# START OF Excerpt provided

I get the feeling that people who do buy physics books – apart of course from those few who genuinely understand what it’s all about – either like the look of them on their bookshelves, or get a perverse pleasure in being overawed by how clever these scientists are, or how weird the whole business of modern physics has become. Seven dimensions? Oscillating time? Fifty-seven varieties of quark, fourteen of them shaped like doughnuts? We’ll all be born again at the Omega Point? Blimey, would you believe it!

The point is, with physics it’s way past the stage where we, the non-specialists, can say, yes, that makes sense, or no, that’s pretty implausible. After quantum theory, it’s all implausible, and common sense doesn’t really come into it. All you can do is sit back and watch the physicists fight it out amongst themselves, and hope they wake us up when it’s all sorted out.

Anyway, here’s a nice example of the sort of article I’m thinking of:

In the 1990s…a new possibility arose, as scientists came to appreciate the role of “branes” in higher-dimensional physics. A brane, generalizing the concept of a membrane, is simply an extended object: A string is a one-dimensional brane, a membrane is a two-dimensional brane, and so on, up to however many dimensions may exist. A remarkable feature of such objects is that particles may be confined to them, unable to escape into the surrounding space. We can therefore imagine that our visible world is a three-dimensional brane, embedded in a larger universe into which we simply can’t reach.

Yes, I understand that! Perhaps I’m going to learn something here. But then…

Gravity, as the curvature of spacetime itself, is the one force that is hard to confine to a brane; the extra dimensions must therefore have some feature that prevents gravity from appearing higher-dimensional. (For example, in four spatial dimensions, the gravitational force would fall off as the distance cubed, rather than the distance squared.) One possibility, proposed by Nima Arkani-Hamed, Savas Dimopoulos and Georgi (“Gia”) Dvali, is that the extra dimensions curl up into a ball that is small without being too small—perhaps as large as a millimeter across in each direction.

The extra dimensions curl up into a ball a millimeter across? Why not spread out into a cube three miles across? Or spin around like a hula-hoop? Or mix with the crowds at Royal Ascot? There’s no way of evaluating any of this stuff unless you’re one of the few who can operate at that level. Like I said, you just have to take their word for it. It’s like reading about the origin myths of some newly discovered tribe from New Guinea: it may be interesting at some level to learn about these things, but really for us amateurs it’s just more weird stuff, which doesn’t connect to much else except insofar as it’s what some (admittedly very clever) people believe to be true.

# END OF Excerpt provided

Exercises to complete:
a - Answer these questions from the post on popular physics, one line each:
(i) According to the author, what is all of physics after quantum theory?
(ii) What kind of brane is a string?
(iii) In four spatial dimensions, how would the gravitational force fall off with distance?
b - Extract a passage from the post on popular physics word for word, starting with "The point is, with" and going on through "all sorted out.".
The rows are separate material and have no connection to the post on popular physics.

# START OF Records provided

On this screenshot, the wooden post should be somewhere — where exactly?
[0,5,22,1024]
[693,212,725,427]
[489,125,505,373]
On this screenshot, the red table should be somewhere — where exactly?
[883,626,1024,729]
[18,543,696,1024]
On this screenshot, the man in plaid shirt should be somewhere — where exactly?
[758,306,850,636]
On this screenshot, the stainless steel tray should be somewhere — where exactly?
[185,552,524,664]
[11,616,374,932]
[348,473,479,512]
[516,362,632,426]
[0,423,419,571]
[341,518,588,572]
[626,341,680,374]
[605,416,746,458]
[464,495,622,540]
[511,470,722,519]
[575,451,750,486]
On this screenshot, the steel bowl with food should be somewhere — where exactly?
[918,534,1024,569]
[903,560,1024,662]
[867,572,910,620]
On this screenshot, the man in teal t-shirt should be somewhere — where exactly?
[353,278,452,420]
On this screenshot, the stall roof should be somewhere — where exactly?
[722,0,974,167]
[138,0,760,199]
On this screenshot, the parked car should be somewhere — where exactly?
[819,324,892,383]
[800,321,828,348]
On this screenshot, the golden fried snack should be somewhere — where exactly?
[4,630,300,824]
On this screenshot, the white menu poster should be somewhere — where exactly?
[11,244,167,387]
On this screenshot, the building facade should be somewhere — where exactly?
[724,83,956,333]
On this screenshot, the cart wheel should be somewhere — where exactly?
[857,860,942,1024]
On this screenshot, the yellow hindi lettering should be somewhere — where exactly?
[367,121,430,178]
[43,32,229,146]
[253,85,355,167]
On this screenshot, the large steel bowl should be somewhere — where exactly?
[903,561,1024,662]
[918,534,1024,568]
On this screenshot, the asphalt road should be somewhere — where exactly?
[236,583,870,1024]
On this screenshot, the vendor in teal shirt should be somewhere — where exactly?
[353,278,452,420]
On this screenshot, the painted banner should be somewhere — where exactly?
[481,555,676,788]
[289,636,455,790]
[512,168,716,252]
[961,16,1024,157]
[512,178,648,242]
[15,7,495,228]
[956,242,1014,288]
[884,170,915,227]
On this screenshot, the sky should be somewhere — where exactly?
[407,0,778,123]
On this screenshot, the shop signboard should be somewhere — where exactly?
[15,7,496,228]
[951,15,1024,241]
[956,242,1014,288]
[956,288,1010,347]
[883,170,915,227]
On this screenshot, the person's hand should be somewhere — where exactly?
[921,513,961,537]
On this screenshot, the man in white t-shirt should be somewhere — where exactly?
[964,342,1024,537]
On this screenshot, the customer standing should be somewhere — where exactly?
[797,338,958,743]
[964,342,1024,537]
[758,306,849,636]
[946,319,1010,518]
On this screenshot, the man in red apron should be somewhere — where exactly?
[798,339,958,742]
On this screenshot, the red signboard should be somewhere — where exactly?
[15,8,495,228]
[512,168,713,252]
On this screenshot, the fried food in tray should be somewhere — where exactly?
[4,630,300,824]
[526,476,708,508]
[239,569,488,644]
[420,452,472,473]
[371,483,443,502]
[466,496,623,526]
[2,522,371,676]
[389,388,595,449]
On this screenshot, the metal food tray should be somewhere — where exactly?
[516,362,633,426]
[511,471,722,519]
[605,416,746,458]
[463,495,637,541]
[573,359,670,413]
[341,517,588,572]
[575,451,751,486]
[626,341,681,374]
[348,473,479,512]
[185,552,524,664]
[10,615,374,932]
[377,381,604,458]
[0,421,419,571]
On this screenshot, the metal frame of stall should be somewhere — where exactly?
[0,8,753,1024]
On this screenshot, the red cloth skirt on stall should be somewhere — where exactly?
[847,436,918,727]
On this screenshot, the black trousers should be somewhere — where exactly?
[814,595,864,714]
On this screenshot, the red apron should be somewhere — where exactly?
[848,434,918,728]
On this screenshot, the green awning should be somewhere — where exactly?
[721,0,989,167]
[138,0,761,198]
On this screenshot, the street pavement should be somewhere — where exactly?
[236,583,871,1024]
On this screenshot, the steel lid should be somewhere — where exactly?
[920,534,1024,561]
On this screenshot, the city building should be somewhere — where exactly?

# END OF Records provided

Responses in order:
a -
(i) It's all implausible.
(ii) A one-dimensional brane.
(iii) As the distance cubed, rather than the distance squared.

b -
The point is, with physics it’s way past the stage where we, the non-specialists, can say, yes, that makes sense, or no, that’s pretty implausible. After quantum theory, it’s all implausible, and common sense doesn’t really come into it. All you can do is sit back and watch the physicists fight it out amongst themselves, and hope they wake us up when it’s all sorted out.